[Labeled-object pointing entries]
-----

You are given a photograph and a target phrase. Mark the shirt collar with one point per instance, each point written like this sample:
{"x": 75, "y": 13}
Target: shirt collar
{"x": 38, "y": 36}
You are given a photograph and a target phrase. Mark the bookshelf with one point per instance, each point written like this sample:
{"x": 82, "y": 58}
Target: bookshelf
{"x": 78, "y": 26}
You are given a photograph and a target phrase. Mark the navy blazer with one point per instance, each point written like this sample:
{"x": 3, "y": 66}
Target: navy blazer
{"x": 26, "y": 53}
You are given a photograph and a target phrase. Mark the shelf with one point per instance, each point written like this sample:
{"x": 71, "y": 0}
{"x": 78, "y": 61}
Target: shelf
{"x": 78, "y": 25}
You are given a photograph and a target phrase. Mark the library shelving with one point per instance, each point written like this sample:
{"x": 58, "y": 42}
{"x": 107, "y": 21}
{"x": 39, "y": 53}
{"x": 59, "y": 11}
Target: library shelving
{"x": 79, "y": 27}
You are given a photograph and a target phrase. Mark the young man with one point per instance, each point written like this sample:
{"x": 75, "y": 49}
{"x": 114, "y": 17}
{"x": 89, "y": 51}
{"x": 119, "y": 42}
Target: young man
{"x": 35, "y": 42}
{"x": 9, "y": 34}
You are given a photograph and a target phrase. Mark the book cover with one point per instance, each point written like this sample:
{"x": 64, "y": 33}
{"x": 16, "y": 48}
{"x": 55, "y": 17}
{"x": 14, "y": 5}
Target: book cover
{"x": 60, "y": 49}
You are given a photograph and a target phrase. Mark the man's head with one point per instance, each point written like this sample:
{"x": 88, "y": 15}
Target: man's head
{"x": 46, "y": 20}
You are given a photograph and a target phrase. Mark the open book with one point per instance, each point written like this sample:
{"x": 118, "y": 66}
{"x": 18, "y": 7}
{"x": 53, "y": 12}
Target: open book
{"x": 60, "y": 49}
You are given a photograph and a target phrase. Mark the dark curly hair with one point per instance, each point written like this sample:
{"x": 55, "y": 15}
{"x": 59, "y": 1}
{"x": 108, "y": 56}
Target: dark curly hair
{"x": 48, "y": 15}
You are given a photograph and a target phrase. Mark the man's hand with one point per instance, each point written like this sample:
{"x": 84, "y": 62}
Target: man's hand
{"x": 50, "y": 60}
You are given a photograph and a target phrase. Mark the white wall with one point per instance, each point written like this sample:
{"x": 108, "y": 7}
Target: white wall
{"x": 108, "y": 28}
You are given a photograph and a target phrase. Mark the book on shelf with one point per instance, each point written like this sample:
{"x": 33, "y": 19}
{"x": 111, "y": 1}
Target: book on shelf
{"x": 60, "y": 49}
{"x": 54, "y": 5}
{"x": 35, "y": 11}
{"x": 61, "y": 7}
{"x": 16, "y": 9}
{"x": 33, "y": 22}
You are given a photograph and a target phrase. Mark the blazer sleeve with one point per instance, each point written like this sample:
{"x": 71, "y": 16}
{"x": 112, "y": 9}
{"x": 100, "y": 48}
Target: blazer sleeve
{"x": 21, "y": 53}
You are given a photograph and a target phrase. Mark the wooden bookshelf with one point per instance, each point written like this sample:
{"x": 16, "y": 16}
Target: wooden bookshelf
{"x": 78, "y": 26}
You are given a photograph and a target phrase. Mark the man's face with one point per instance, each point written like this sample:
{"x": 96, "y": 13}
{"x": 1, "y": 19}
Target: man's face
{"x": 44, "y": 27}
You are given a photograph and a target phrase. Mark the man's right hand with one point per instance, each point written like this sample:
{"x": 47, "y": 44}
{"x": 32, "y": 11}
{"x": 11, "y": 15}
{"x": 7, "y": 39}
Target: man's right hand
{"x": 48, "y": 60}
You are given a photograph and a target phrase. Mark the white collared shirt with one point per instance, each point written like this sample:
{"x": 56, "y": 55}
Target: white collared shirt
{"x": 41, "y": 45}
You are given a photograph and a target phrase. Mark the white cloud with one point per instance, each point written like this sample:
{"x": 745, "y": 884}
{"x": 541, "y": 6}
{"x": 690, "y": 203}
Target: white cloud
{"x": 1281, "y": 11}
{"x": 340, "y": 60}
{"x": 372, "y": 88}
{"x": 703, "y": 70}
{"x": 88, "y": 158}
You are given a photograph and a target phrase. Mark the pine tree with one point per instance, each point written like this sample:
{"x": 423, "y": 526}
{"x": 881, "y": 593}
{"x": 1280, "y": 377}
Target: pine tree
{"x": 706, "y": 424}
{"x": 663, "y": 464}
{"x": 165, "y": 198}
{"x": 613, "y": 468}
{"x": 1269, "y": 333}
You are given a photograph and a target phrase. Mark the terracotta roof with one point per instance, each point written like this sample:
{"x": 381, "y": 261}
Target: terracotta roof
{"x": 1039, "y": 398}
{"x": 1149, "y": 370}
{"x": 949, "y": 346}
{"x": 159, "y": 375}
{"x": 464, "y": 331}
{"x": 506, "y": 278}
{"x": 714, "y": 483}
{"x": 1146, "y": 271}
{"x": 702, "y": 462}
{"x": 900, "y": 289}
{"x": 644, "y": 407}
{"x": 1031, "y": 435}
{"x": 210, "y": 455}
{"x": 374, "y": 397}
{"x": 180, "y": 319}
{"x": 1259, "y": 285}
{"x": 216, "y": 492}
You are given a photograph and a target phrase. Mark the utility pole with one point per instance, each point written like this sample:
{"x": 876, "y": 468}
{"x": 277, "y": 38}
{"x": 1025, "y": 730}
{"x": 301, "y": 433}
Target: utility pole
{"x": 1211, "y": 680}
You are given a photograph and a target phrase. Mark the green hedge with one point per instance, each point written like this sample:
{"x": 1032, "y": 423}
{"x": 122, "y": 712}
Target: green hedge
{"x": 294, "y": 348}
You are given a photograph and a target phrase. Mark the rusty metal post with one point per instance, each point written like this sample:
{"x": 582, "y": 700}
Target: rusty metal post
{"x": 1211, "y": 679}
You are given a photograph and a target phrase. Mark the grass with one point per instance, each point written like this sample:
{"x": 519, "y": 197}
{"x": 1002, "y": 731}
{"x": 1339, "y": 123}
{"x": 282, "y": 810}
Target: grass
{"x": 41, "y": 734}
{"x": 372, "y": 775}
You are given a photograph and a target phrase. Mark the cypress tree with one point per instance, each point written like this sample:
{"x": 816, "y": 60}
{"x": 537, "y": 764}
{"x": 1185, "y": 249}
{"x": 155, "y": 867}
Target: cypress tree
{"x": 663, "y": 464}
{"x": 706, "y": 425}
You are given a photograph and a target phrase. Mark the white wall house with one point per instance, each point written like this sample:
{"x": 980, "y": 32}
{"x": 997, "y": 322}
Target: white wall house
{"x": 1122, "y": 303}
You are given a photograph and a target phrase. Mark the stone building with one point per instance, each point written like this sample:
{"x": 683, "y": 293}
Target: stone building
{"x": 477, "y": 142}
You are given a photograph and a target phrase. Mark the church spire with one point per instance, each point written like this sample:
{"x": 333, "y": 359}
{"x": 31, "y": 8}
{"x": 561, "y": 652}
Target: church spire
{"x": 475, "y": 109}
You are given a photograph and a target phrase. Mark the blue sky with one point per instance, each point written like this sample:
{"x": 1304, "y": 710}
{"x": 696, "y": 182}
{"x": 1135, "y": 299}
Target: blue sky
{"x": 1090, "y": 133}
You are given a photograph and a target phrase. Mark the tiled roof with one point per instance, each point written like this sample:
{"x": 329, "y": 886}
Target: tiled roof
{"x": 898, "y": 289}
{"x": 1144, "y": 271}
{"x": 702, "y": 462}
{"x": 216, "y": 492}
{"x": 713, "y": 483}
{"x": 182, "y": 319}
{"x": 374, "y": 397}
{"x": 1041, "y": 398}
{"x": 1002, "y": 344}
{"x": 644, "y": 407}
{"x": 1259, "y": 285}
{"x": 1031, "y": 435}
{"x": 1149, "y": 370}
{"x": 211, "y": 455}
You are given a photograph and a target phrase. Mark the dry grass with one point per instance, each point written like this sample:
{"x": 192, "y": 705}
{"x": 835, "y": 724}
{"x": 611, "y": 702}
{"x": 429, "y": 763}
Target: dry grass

-----

→ **Stated exercise**:
Rewrite the lines of the material from the one containing "Mark the blue" through the end of the material, swapping "target phrase" for "target label" and leaving everything else as it is.

→ **Expected answer**:
You are given a photograph and a target label. Mark the blue sky with one point per instance, each point written like this sample:
{"x": 1304, "y": 710}
{"x": 696, "y": 182}
{"x": 1135, "y": 299}
Target: blue sky
{"x": 1090, "y": 133}
You are given a photograph and a target label. Mark the tiled roof with one point per instance, each point written like this sample:
{"x": 329, "y": 886}
Target: tiled roof
{"x": 898, "y": 289}
{"x": 1144, "y": 271}
{"x": 702, "y": 462}
{"x": 216, "y": 492}
{"x": 713, "y": 483}
{"x": 182, "y": 319}
{"x": 374, "y": 397}
{"x": 1041, "y": 398}
{"x": 1002, "y": 344}
{"x": 644, "y": 407}
{"x": 1259, "y": 285}
{"x": 1031, "y": 435}
{"x": 1149, "y": 370}
{"x": 211, "y": 455}
You are given a photograph and a target label. Mark the dry grass with one point per instance, each point written like this sample:
{"x": 192, "y": 705}
{"x": 835, "y": 724}
{"x": 611, "y": 702}
{"x": 429, "y": 763}
Target: dry grass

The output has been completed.